[PROBLEM]
Each record below needs to be set down again exactly.

[EXCERPTED DATA]

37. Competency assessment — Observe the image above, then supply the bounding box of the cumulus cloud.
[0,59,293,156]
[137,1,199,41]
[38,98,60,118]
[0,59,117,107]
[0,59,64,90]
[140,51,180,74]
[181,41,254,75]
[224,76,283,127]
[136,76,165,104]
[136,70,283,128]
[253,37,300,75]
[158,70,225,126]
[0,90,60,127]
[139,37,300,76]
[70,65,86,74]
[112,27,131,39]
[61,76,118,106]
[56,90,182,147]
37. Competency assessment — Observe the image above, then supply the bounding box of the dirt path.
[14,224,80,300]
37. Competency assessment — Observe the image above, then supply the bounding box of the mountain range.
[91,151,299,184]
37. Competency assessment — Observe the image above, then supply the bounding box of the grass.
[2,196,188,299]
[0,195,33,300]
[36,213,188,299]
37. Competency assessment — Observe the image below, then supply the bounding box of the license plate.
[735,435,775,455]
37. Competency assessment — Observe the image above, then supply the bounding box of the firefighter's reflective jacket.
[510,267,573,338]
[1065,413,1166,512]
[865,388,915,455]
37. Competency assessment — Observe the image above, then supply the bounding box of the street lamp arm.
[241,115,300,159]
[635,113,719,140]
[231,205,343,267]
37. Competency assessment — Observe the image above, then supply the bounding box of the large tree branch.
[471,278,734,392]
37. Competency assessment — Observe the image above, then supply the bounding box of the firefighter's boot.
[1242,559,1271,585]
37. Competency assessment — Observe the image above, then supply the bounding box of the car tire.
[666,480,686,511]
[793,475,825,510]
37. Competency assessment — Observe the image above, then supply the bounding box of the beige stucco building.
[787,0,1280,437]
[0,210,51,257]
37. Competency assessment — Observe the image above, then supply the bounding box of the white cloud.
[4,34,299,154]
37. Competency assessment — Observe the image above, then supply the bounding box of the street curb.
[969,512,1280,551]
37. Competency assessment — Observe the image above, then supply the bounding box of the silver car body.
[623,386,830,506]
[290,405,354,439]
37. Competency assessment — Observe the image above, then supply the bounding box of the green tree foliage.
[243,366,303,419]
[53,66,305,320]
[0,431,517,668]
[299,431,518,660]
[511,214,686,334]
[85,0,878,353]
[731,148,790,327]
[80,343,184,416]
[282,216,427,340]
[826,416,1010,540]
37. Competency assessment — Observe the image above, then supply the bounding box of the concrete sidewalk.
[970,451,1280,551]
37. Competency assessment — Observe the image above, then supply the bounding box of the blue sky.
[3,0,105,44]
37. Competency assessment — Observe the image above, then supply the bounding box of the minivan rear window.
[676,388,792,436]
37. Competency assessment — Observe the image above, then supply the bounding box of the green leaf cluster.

[RESULT OF THIS EXERCISE]
37. Competency assessment — Observe the image above, then supply the bounding box of the cumulus cloud.
[0,59,293,156]
[137,1,199,41]
[38,98,60,118]
[0,59,117,107]
[0,59,64,90]
[140,51,180,74]
[181,41,254,75]
[224,76,283,127]
[136,76,165,104]
[136,70,283,128]
[253,37,300,75]
[158,70,225,126]
[0,90,60,127]
[139,37,300,76]
[70,65,86,74]
[112,27,131,39]
[61,76,118,106]
[56,90,182,147]
37. Competency assessment — Observe the image above, then supply the bounding box of the dirt path.
[14,224,80,300]
37. Competency assessment — Observe the image above, then supply the bounding box of the mountain range.
[91,151,299,184]
37. Competency assessment — Observe the image above, then supply the bounding box of the grass.
[2,196,188,299]
[0,195,33,300]
[36,213,188,299]
37. Competency assessment — Observe the image below, then supply the bounding box of the license plate.
[735,435,775,455]
37. Competency assessment — Observe the image above, then supply the bounding box of the firefighter's reflective jacket.
[510,267,573,338]
[1065,413,1166,512]
[865,388,915,455]
37. Competency assessment — Observe the image above, then supply the bounding box of the street lamp arm.
[241,115,300,159]
[635,113,719,140]
[231,205,343,267]
37. Competency assessment — Observe the image above, then supply the bounding box of the large tree branch.
[471,278,734,392]
37. Competency assessment — Observe the image above, then supply the bounding box of the firefighter's boot.
[1242,559,1271,585]
37. Competency assessment — Observe the image above, then supply the bounding box of the car tire.
[666,480,686,511]
[793,475,825,510]
37. Competency assessment — Observe the image above, then supply the bounding box of the beige stucco building.
[787,0,1280,437]
[0,210,51,257]
37. Competency assessment — Observe the image above, then supply the bounding box of the white cloud.
[4,34,299,154]
37. Competency assessment — Observe the image above, then supply the bounding box of the street curb.
[969,512,1280,551]
37. Competency assessment — Observe the image above, then supply the bounding box of the silver car body.
[623,386,830,506]
[290,405,354,439]
37. Competency assessment — Observe the image above, then supply the bounding box of the green tree foliage.
[243,366,303,419]
[53,66,305,320]
[0,431,517,668]
[299,431,518,660]
[511,214,686,334]
[85,0,878,353]
[731,148,790,327]
[80,343,184,416]
[282,216,427,340]
[826,416,1010,540]
37. Competency assessment — Observe the image above, then supply the bounding box of the concrete sidewalk.
[970,451,1280,551]
37. Competency assessment — Observe the image above, then supply the bounding box of the blue sky.
[3,0,105,44]
37. Competency assessment — Observe the image above, then supply the bounding box of the minivan rear window.
[676,388,792,436]
37. Competency assessment — Observe the image above, then supply the bounding box of the green leaf cluster.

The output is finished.